This task is to restate all of the entries exactly.
*** Opening GIVEN ENTRIES ***
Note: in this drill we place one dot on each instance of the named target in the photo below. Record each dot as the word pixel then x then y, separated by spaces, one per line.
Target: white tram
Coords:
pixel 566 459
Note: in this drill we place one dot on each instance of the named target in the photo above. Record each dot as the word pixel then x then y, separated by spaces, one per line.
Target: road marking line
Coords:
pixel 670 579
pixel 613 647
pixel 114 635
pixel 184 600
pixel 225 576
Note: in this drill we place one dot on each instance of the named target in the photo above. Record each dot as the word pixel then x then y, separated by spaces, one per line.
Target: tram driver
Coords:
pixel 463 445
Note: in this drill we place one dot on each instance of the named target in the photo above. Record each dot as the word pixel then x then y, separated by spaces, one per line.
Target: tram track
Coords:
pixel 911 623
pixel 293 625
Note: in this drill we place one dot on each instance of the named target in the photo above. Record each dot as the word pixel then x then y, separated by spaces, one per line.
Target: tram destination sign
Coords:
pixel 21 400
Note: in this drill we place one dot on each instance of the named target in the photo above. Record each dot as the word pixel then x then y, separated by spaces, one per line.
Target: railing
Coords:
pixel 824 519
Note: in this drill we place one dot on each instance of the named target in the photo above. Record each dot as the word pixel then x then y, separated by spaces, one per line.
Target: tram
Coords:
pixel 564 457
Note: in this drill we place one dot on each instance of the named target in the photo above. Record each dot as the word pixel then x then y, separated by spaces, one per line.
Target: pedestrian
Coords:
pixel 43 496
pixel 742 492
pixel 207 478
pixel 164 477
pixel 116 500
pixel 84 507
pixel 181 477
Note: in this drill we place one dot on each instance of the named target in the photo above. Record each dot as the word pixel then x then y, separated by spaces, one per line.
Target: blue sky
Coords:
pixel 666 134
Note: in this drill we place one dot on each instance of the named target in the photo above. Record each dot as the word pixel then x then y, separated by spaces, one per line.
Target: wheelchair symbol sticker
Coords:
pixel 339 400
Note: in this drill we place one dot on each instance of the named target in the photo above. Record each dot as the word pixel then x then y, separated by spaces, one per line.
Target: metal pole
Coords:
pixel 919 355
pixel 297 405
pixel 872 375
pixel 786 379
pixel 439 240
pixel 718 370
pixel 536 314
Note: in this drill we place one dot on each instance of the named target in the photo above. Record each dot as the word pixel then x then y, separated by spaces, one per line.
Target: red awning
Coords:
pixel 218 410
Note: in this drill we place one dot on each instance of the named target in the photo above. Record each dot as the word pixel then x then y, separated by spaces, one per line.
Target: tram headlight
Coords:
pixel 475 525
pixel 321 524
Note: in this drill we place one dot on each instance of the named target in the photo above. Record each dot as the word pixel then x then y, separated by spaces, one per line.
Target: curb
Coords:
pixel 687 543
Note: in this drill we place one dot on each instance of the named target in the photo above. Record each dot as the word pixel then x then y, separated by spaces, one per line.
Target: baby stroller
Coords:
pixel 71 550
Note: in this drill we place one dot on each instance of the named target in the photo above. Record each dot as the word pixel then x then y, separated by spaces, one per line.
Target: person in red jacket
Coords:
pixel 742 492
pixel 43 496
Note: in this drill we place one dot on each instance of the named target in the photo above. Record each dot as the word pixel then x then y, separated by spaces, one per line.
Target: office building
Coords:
*** Closing GIVEN ENTRIES ***
| FINISHED TASK |
Note: in this drill we place one dot on each instance of the named target in the photo below. Record each dot as the word pixel then x then y, separated by spaces, one per line.
Target: white tram
Coords:
pixel 566 459
Note: in this drill we place one dot on each instance of the named target in the photo above. Record each dot as the word pixel then x then y, separated by spaces, one per line.
Target: road marking line
Coords:
pixel 670 579
pixel 613 647
pixel 114 635
pixel 184 600
pixel 225 576
Note: in this drill we place one dot on each instance of the named target in the photo above. Record each dot as the word pixel then x then y, separated by spaces, one per line.
Target: tram driver
Coords:
pixel 463 445
Note: in this drill we place one dot on each instance of the named target in the photo above. Record each dot as the word pixel then x then y, separated by spaces, one per line.
Target: tram track
Coords:
pixel 911 623
pixel 293 625
Note: in this drill we place one dot on each instance of the named target in the photo above. Record each dot as the word pixel then x then y, separated by spaces, one per line.
Target: tram destination sign
Coords:
pixel 21 400
Note: in this drill we place one dot on each instance of the named target in the photo above. Record each dot as the word pixel then x then y, separated by spaces, one per line.
Target: railing
Coords:
pixel 824 519
Note: in this drill we place one dot on each instance of the named target in the photo above. Record each dot as the word pixel then x then y, separated by spaces, one per line.
Target: tram
Coords:
pixel 564 457
Note: in this drill we place one dot on each instance of the named target in the photo above. Record each dot as the word pixel then x then y, separated by spaces, one per line.
Target: pedestrian
Coords:
pixel 43 496
pixel 742 492
pixel 207 478
pixel 164 477
pixel 116 500
pixel 84 507
pixel 181 477
Note: in this drill we place one dot on each instance of the named target in the photo above. Record each dot as the word pixel then x then y, separated by spaces, one per line.
Target: blue sky
Coords:
pixel 666 134
Note: in this drill we place one dot on each instance of the named target in the photo above. Record each dot as the word pixel then x then y, separated by spaces, one per line.
Target: wheelchair symbol sticker
Coords:
pixel 339 400
Note: in this drill we place one dot on each instance of the named target in the photo above. Record each dot as the word pixel then x then y, separated by spaces, one per line.
Target: metal pole
Coords:
pixel 919 355
pixel 297 405
pixel 872 375
pixel 786 379
pixel 439 240
pixel 718 370
pixel 536 314
Note: in this drill we place one dot on each instance of the named target in the photo above. Record each dot as the word pixel then x then y, separated by spaces, one per line.
Target: red awning
Coords:
pixel 218 410
Note: in this drill we place one dot on each instance of the named target in the photo above. Record each dot as the word pixel then x then y, separated by spaces, one per line.
Target: tram headlight
Coords:
pixel 475 525
pixel 321 524
Note: in this drill we place one dot on each instance of the named target in the photo above. Record each dot as the word pixel then x then y, separated by spaces, one per line.
Target: curb
Coords:
pixel 687 543
Note: in this drill we place one dot on each instance of the named target in the photo above. Record each dot as the word pixel then x then y, separated by spaces, one per line.
Target: baby stroller
Coords:
pixel 71 550
Note: in this drill we place one dot on each instance of the named target in the photo above. Record each dot as the word pixel then x then y, separated by spaces, one per line.
Target: person in red jacket
Coords:
pixel 742 492
pixel 43 496
Note: in this drill we place one dot on each instance of the named target in the photo above. Record each dot as the word pixel then x then y, separated by spaces, one per line.
Target: office building
Coords:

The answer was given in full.